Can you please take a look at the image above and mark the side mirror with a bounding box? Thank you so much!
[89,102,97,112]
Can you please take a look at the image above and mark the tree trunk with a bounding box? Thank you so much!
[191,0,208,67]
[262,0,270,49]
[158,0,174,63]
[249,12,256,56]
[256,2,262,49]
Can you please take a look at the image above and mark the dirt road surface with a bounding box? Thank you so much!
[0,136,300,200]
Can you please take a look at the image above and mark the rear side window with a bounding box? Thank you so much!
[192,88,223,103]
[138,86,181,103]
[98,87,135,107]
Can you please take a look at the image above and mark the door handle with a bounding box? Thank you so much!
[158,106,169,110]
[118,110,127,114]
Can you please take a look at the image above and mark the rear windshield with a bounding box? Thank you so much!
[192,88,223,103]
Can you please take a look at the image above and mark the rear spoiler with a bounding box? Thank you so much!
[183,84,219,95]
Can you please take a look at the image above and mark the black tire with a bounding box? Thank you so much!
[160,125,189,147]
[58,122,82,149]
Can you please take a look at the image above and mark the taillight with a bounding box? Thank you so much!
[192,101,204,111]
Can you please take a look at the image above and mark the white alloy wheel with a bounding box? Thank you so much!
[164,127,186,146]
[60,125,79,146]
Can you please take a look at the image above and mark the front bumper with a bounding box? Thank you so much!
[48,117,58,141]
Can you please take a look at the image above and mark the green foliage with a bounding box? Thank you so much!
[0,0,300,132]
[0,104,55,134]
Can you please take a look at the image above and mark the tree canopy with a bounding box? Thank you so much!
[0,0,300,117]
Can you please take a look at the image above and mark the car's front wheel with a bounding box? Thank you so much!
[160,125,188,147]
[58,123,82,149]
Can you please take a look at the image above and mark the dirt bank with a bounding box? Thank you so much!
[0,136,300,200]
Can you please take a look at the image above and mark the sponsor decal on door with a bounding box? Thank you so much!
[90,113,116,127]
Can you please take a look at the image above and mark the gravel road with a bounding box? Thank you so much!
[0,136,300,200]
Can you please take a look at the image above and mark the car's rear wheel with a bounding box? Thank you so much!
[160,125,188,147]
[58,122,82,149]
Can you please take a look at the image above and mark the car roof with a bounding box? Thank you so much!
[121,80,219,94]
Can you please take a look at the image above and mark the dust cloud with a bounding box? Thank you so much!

-=-=-=-=-

Render all of the records above as a Markdown table with two columns, Row and Line. Give each line its own numbered row and omit blank lines.

| Row | Line |
|---|---|
| 1 | Can you please take a look at the image above and mark the side mirror with a bounding box? Thank you so much! |
| 2 | [89,102,97,112] |
| 3 | Can you please take a look at the image above and mark the tree trunk with a bounding box? Thank you so much! |
| 4 | [191,0,208,67] |
| 5 | [262,0,270,49] |
| 6 | [158,0,174,63] |
| 7 | [249,12,256,56] |
| 8 | [256,2,262,49] |
| 9 | Can you please take a look at the image above and mark the dirt road surface with a bounding box? Thank you so much! |
| 10 | [0,136,300,200] |
| 11 | Can you please take a look at the image above and mark the rear side window with a bounding box? Thank you so much! |
| 12 | [192,88,223,103] |
| 13 | [138,86,181,103] |
| 14 | [98,87,135,107] |
| 15 | Can you please take a look at the image above and mark the door handle with a bounding box? Thank you so much! |
| 16 | [158,106,169,110] |
| 17 | [118,110,127,114] |
| 18 | Can you please take a look at the image above and mark the rear windshield with a bounding box? Thank you so much! |
| 19 | [192,88,223,103] |
| 20 | Can you please take a look at the image above and mark the rear spoiler with a bounding box? Thank you so much! |
| 21 | [183,84,219,95] |
| 22 | Can you please take a look at the image above and mark the black tire with a bounding box? Thank you so much! |
| 23 | [160,125,189,147] |
| 24 | [58,122,82,149] |
| 25 | Can you please take a look at the image above and mark the taillight with a bounding box? Thank you so much! |
| 26 | [192,101,204,111] |
| 27 | Can you please take a look at the image above and mark the white alloy wheel with a bounding box? Thank you so much! |
| 28 | [164,127,186,146] |
| 29 | [60,125,79,146] |
| 30 | Can you please take a look at the image above and mark the front bumper with a bounding box? Thank you so much! |
| 31 | [48,117,58,141] |
| 32 | Can you please take a look at the image above and mark the green foliage with a bounding box? Thank you so much! |
| 33 | [0,0,300,132] |
| 34 | [0,104,55,134] |
| 35 | Can you please take a look at the image above and mark the tree canopy with a bounding box? Thank you so much! |
| 36 | [0,0,300,117] |
| 37 | Can you please take a look at the image above and mark the car's front wheel with a bounding box? Thank you so much! |
| 38 | [160,125,188,147] |
| 39 | [58,123,82,149] |
| 40 | Can you please take a look at the image above and mark the dirt bank with a bounding box? Thank you so much! |
| 41 | [0,136,300,200] |
| 42 | Can you please take a look at the image above and mark the sponsor decal on door with a bounding box? Thank you so much! |
| 43 | [90,113,116,127] |
| 44 | Can you please take a look at the image above and mark the gravel road with a bounding box? Thank you so much! |
| 45 | [0,136,300,200] |
| 46 | Can you please take a look at the image above and mark the car's rear wheel with a bounding box? Thank you so much! |
| 47 | [160,125,188,147] |
| 48 | [58,122,82,149] |
| 49 | Can you please take a look at the image above and mark the car roof with a bounding box? Thank you so much! |
| 50 | [121,80,219,94] |
| 51 | Can you please take a look at the image above and mark the dust cloud with a bounding box? Thank you so much! |